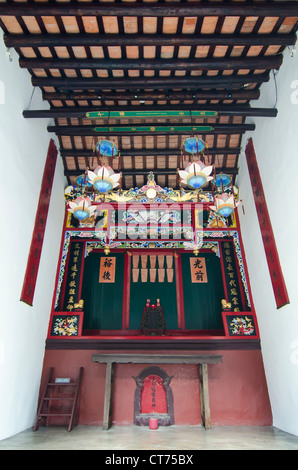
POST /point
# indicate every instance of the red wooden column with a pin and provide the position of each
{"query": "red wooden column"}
(39, 226)
(277, 279)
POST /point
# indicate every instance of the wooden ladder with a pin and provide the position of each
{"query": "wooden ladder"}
(44, 409)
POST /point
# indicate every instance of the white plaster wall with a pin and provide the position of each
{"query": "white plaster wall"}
(23, 329)
(276, 146)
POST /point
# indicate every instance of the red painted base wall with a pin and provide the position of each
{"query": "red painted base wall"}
(237, 388)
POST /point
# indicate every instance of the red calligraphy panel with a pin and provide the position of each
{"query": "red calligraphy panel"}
(153, 397)
(277, 279)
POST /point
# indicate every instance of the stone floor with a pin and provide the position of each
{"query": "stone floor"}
(123, 438)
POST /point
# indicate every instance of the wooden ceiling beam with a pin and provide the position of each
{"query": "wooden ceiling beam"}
(229, 63)
(147, 152)
(156, 171)
(149, 82)
(72, 40)
(89, 130)
(80, 112)
(168, 9)
(162, 95)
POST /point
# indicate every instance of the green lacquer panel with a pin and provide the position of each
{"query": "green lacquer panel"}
(202, 301)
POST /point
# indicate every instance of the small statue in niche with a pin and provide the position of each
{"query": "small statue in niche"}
(79, 305)
(153, 322)
(226, 305)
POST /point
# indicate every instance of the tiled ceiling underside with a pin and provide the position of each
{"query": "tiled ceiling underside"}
(149, 56)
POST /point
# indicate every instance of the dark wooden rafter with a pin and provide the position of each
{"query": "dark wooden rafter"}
(168, 9)
(150, 83)
(156, 56)
(156, 171)
(258, 63)
(229, 94)
(148, 152)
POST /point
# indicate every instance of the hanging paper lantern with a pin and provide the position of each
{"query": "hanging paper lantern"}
(196, 175)
(83, 181)
(81, 208)
(107, 148)
(194, 145)
(222, 180)
(224, 204)
(104, 178)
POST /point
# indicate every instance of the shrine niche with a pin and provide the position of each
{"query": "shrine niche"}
(153, 322)
(153, 397)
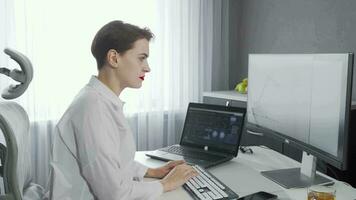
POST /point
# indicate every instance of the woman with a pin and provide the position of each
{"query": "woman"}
(93, 148)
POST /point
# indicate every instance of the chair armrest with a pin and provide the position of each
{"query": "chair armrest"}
(2, 159)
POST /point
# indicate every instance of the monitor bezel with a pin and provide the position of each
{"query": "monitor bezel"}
(341, 160)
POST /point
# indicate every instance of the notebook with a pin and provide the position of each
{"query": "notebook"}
(211, 135)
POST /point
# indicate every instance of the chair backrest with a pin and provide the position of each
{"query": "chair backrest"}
(14, 124)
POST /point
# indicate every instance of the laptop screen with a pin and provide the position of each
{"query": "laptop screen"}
(218, 127)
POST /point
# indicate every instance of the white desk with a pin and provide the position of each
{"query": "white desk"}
(242, 175)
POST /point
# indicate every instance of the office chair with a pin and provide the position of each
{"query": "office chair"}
(14, 125)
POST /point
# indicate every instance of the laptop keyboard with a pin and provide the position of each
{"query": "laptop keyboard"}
(179, 150)
(206, 186)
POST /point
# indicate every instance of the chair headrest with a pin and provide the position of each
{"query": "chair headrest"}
(24, 76)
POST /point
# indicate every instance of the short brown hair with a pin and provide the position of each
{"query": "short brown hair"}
(116, 35)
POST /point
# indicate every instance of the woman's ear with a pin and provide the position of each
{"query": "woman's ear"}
(113, 58)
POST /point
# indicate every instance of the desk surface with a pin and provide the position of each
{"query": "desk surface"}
(242, 175)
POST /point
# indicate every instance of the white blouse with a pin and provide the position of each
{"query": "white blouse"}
(93, 151)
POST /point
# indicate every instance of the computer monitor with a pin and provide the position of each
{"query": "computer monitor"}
(305, 100)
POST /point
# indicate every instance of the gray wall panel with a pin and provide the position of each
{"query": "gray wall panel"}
(289, 26)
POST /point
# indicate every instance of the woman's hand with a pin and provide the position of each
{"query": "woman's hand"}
(164, 170)
(177, 177)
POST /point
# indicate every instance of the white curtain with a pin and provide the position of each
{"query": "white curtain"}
(56, 36)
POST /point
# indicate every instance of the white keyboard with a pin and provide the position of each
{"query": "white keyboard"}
(206, 186)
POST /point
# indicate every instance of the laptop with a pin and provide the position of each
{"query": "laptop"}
(211, 135)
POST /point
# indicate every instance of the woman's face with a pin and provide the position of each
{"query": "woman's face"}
(132, 65)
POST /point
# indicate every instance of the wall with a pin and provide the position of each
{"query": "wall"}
(289, 26)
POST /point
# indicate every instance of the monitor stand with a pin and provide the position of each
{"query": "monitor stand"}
(298, 177)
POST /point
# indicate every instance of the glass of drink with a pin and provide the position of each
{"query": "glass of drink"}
(319, 192)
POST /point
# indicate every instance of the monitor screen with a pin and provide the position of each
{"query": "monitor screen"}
(218, 127)
(303, 98)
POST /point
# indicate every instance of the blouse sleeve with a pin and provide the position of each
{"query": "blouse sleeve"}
(100, 165)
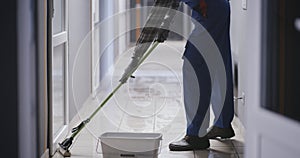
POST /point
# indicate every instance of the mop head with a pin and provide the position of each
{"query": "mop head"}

####################

Pull out each line in the listing above that contains the string "underside", with uppercase and lowercase matching exactly.

# indicate every instance of the tiled ceiling underside with a pin and provide the position of each
{"query": "tiled ceiling underside"}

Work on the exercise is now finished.